> [TEXT SHOWN]:
Thursday PM September 27th, 2007
by: Ed Mayberry, September 27, 2007 12:09:00 am
The government says new home sales fell more steeply than expected last month. The decline of more than eight percent took home sales down to the lowest level in seven years. As builders worked more aggressively to trim bloated supplies of unsold homes, prices were coming down. The Commerce Department says the median price in August dropped 7.5 percent from a year earlier to more than $225,000. That was the biggest percentage drop in nearly 37 years. Regionally, the sales picture was mixed. Sales fell in the south and west last month, but rose in the northeast and midwest. To help protect the economy from the ill effects of the housing slump and credit crunch, the Federal Reserve last week slashed a key interest rate.

> [WORK TO COMPLETE]: Extract the passage from the news item on new home sales, starting at "Thursday PM September" and ending at "key interest rate.".

> [DATASET ENTRIES]:
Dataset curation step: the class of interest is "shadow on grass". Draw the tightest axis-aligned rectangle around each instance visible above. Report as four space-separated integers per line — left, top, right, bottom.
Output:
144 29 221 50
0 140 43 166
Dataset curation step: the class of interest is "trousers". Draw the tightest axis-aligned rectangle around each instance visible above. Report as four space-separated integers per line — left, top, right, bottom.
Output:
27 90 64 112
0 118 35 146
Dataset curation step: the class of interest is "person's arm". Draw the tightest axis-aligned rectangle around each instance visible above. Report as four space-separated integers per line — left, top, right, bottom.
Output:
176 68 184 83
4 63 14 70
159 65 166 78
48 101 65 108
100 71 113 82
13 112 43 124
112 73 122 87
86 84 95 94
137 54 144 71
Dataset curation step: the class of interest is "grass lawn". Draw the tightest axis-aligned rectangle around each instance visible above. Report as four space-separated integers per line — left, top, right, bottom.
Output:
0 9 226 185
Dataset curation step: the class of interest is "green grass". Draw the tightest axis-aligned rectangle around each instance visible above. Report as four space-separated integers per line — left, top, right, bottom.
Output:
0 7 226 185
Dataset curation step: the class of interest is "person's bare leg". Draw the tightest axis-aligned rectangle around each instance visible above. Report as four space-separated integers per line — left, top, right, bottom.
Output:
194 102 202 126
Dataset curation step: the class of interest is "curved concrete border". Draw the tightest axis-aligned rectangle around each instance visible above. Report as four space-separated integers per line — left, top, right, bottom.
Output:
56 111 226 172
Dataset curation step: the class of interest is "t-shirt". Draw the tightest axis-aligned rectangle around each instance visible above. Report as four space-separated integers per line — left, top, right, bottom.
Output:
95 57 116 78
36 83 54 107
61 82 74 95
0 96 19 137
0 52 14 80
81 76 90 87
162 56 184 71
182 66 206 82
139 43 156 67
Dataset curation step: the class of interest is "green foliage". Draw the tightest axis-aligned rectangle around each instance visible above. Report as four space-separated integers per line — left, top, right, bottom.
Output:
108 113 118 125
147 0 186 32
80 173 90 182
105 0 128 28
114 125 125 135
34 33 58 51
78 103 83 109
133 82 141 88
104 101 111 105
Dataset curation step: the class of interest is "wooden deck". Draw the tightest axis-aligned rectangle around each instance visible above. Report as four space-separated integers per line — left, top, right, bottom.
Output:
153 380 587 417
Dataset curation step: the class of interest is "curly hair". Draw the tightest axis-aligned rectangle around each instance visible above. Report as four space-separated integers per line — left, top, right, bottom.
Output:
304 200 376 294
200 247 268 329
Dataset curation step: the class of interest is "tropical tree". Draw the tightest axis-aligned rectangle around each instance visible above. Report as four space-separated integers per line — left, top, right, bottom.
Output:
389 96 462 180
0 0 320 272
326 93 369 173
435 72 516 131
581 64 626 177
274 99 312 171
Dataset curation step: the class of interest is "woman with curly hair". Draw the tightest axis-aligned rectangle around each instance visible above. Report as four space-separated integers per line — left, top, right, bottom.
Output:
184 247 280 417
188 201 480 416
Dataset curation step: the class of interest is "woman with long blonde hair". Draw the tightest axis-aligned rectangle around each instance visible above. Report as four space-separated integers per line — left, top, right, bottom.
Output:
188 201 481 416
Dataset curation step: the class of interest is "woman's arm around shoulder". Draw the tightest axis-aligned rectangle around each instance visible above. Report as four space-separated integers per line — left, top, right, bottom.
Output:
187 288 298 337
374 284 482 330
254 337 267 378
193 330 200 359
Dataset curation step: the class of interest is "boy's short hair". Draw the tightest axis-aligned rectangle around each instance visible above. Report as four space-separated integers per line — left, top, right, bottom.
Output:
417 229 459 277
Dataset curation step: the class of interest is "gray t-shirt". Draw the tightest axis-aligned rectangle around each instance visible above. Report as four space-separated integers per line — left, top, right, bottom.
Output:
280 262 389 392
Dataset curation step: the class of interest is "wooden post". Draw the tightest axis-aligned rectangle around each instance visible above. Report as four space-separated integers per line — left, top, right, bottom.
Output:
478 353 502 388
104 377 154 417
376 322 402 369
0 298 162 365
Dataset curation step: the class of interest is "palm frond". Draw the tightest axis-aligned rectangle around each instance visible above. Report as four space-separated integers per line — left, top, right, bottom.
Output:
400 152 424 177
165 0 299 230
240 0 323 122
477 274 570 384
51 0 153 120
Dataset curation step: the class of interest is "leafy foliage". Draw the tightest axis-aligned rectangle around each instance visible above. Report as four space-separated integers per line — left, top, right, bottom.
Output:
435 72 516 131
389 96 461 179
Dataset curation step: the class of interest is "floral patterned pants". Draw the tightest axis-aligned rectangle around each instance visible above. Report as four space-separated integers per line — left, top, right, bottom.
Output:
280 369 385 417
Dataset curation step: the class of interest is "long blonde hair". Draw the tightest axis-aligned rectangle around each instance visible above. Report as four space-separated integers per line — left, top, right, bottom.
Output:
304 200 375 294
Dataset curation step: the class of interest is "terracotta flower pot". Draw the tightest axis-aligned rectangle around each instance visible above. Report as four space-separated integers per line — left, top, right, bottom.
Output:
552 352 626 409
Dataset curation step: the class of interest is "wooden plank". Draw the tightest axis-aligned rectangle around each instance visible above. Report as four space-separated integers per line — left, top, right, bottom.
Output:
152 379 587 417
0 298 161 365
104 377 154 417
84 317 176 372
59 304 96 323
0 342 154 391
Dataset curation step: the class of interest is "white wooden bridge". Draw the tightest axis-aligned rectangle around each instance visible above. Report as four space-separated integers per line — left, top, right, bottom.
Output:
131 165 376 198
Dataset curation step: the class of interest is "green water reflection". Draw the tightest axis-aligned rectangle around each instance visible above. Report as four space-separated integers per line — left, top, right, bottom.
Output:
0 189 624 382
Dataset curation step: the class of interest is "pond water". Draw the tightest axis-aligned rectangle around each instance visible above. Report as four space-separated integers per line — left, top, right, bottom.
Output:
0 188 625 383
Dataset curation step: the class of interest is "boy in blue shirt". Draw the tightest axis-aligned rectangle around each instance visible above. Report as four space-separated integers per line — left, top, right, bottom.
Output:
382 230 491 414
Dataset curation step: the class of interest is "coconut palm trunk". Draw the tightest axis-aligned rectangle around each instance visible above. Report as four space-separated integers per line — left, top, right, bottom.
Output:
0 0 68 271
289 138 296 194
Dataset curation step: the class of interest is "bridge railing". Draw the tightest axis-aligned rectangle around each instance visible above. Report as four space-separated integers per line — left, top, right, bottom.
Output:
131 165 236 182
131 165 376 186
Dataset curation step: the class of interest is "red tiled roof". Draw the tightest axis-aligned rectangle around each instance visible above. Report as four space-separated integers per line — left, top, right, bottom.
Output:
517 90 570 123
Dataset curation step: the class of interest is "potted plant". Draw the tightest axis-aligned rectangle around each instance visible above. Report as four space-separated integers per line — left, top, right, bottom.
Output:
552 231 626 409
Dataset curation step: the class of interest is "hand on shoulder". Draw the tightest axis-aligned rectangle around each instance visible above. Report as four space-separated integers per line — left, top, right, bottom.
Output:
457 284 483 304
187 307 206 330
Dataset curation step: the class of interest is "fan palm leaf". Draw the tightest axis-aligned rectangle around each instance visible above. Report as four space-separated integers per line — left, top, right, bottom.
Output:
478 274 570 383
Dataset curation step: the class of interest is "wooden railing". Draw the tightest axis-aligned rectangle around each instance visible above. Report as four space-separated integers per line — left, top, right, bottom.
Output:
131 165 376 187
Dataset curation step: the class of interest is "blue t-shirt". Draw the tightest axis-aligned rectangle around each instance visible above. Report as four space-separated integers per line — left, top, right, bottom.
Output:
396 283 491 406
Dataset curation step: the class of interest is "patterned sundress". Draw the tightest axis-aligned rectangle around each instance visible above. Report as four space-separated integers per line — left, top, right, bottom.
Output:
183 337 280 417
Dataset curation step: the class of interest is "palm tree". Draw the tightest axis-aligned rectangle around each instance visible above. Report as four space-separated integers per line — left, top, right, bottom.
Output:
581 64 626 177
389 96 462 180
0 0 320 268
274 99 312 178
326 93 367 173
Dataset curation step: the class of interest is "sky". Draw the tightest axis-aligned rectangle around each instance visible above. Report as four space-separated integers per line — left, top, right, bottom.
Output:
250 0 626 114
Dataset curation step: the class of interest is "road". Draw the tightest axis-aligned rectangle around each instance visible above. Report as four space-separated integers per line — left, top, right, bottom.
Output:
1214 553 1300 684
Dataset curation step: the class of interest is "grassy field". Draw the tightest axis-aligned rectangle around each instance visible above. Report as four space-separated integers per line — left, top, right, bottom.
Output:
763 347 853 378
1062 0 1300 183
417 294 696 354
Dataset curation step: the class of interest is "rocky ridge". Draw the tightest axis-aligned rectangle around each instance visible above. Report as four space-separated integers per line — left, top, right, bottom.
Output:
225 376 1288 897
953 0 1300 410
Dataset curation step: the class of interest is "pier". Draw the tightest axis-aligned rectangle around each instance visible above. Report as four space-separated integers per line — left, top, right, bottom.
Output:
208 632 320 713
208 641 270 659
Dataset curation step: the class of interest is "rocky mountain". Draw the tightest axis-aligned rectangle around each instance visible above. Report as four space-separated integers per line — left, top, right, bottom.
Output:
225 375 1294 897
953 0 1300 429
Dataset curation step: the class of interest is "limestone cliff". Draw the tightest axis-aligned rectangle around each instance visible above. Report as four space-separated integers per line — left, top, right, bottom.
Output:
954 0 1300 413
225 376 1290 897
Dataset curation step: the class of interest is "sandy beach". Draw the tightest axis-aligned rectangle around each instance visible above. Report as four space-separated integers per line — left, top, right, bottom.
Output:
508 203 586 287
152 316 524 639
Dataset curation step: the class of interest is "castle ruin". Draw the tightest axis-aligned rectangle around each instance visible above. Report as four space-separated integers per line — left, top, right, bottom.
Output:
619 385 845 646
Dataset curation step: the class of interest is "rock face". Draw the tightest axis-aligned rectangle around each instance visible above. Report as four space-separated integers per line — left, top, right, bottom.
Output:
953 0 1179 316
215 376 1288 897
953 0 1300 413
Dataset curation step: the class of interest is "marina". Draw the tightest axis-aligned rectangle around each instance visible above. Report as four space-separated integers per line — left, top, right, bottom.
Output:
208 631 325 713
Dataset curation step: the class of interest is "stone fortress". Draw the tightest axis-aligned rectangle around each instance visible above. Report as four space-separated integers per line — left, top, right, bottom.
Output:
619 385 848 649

> [SOLUTION BELOW]:
Thursday PM September 27th, 2007
by: Ed Mayberry, September 27, 2007 12:09:00 am
The government says new home sales fell more steeply than expected last month. The decline of more than eight percent took home sales down to the lowest level in seven years. As builders worked more aggressively to trim bloated supplies of unsold homes, prices were coming down. The Commerce Department says the median price in August dropped 7.5 percent from a year earlier to more than $225,000. That was the biggest percentage drop in nearly 37 years. Regionally, the sales picture was mixed. Sales fell in the south and west last month, but rose in the northeast and midwest. To help protect the economy from the ill effects of the housing slump and credit crunch, the Federal Reserve last week slashed a key interest rate.